Незнакомый капитан с уважением посмотрел на Тимонова:

— Правильно.

Внимание привлекла восьмерка «яков», спокойным, красивым строем возвращающаяся с задания.

— По всему видно, боя не было, — заключил Василяка, глядя в небо.

После обеда командир полка отозвал меня в сторону:

— Помнишь, когда был сбит Тимонов, он четыре дня лечился у танкистов? — спросил Василяка. — Теперь этот капитан интересуется: так ли это? Не был ли Тимонов у немцев, да скрыл...

— Не верить Тимохе?! Да это просто уму непостижимо! — Я не мог сдержать гнева.

— Что ж поделать, Тимонов ведь никакой бумажки не привез, что находился у танкистов. Даже номер части не запомнил. Но ничего страшного нет. Капитан — парень неплохой. Он, кажется, разобрался, что тут произошло недоразумение. Но все-таки в удобный момент ты поговори с Тимохой, не помешает. Он к тебе всех ближе.

— Хорошо, — пообещал я и хотел было идти в эскадрилью, но Василяка задержал:

— Еще дело есть. — В голосе командира чувствовалась какая-то нерешительность. — Хочу посоветовать: будь осторожнее. А то обвинят тебя в восхвалении вражеской техники.

Я только тогда понял, почему Василяка так резко закончил разбор боя.

— Так это же каждый летчик должен знать назубок, — не вытерпел я. — Наш «як» на больших высотах уступает в скорости «фоккеру» и «мессершмитту». На основе этих данных мы строим свою тактику.

— Согласен. Но ты слыхал про летчика-испытателя Фролова? Мы с ним воевали на Калининском фронте в третьей воздушной армии.

Виктор Иванович Фролов, как летчик-испытатель, летал на многих иностранных самолетах, в том числе [85] и на немецком истребителе «мессершмитте». В начале войны ушел на фронт. Воевал мастерски.

— Так вот, — продолжал Василяка, — его арестовали только за то, что он рассказал летчикам о преимуществах «мессершмитта» перед ЛаГГ-3, на которых мы тогда летали. Обвинили в преклонении перед фашистской техникой. Хорошо, что нашлись добрые люди, выручили... Уразумел?..

· · ·

Задание: Приведите заново без изменений фрагмент отрывка о Тимонове и Василяке от «Я только тогда» до «третьей воздушной армии.».

Строки набора данных:
· · ·

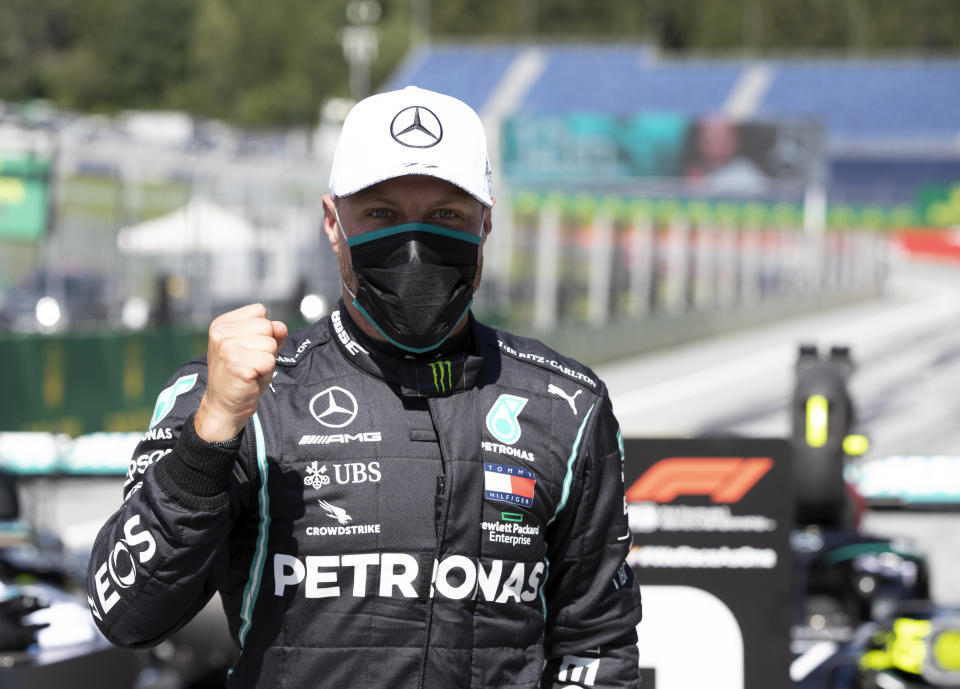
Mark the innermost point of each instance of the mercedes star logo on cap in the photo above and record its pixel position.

· · ·

Ответ к заданию:
Я только тогда понял, почему Василяка так резко закончил разбор боя.

— Так это же каждый летчик должен знать назубок, — не вытерпел я. — Наш «як» на больших высотах уступает в скорости «фоккеру» и «мессершмитту». На основе этих данных мы строим свою тактику.

— Согласен. Но ты слыхал про летчика-испытателя Фролова? Мы с ним воевали на Калининском фронте в третьей воздушной армии.